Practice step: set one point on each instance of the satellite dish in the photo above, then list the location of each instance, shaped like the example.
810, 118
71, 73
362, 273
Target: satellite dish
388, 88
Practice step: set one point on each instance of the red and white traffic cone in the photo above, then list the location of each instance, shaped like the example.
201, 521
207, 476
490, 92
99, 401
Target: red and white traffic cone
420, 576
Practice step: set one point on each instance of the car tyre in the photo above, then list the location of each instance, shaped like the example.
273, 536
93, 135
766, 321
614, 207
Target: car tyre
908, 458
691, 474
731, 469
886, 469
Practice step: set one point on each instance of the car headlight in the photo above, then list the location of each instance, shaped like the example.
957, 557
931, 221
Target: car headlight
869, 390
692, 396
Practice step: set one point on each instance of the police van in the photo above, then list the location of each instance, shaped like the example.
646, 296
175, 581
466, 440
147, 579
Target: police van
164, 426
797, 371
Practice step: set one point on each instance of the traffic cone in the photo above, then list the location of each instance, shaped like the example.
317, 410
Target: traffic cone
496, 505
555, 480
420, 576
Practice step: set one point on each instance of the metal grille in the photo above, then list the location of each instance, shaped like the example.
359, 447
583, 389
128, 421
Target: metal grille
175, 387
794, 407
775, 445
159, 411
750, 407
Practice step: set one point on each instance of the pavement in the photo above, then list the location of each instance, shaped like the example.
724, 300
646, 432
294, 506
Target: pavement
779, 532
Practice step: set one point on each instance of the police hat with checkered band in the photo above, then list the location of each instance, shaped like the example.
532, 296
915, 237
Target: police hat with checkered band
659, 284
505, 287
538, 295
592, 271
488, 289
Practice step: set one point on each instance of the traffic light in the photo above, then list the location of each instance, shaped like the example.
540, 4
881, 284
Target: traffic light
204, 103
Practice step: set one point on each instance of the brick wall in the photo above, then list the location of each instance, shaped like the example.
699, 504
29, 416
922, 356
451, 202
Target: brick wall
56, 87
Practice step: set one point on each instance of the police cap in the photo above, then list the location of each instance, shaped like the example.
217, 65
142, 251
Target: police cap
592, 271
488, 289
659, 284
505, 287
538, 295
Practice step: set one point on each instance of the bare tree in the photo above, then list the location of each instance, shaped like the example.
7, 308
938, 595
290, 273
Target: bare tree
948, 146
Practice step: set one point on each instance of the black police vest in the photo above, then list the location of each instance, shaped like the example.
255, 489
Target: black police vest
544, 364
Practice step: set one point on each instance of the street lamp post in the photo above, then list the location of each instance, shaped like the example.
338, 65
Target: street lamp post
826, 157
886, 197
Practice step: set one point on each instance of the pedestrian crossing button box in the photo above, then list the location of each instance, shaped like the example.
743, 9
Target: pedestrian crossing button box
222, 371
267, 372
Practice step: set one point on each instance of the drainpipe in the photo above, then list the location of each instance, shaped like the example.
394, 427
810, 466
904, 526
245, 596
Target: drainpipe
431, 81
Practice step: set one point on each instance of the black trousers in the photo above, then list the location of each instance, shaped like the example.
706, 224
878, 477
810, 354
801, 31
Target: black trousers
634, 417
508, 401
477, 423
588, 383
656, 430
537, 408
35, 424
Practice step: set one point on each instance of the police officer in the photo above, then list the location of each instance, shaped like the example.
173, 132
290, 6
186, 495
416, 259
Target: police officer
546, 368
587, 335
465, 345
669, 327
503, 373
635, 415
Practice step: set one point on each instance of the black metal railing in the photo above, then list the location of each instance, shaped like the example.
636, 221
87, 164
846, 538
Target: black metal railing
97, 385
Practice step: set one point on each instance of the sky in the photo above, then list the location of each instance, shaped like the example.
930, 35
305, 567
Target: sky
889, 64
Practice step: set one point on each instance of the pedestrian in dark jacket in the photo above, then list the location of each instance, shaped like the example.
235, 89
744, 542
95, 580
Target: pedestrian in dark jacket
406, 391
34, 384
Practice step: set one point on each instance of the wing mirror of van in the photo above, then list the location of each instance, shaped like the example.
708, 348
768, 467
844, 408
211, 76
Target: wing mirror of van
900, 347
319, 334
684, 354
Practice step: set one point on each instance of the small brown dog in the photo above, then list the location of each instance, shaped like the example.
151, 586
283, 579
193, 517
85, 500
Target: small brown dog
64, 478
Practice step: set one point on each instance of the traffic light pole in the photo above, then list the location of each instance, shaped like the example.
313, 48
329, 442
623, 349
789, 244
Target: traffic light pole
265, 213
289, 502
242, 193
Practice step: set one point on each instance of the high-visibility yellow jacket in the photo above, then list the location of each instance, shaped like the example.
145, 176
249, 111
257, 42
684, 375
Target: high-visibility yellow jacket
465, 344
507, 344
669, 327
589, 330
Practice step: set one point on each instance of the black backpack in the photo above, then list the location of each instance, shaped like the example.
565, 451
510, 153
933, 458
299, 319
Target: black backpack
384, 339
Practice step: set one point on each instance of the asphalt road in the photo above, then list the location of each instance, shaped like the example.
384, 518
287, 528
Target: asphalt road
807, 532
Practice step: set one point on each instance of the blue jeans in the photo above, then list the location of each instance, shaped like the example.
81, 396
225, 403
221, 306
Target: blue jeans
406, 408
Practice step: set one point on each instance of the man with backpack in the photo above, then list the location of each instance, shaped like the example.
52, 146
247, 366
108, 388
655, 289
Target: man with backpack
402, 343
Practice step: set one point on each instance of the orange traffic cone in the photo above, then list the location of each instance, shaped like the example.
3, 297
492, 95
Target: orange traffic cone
|---|
— GOAL OF THE EXERCISE —
For every line above with the word "orange" in it, make a copy.

— COMPLETED TASK —
Practice step: set one point on each instance of the orange traffic cone in the photo above, then list the location of each instance, shaped like the example.
Target: orange traffic cone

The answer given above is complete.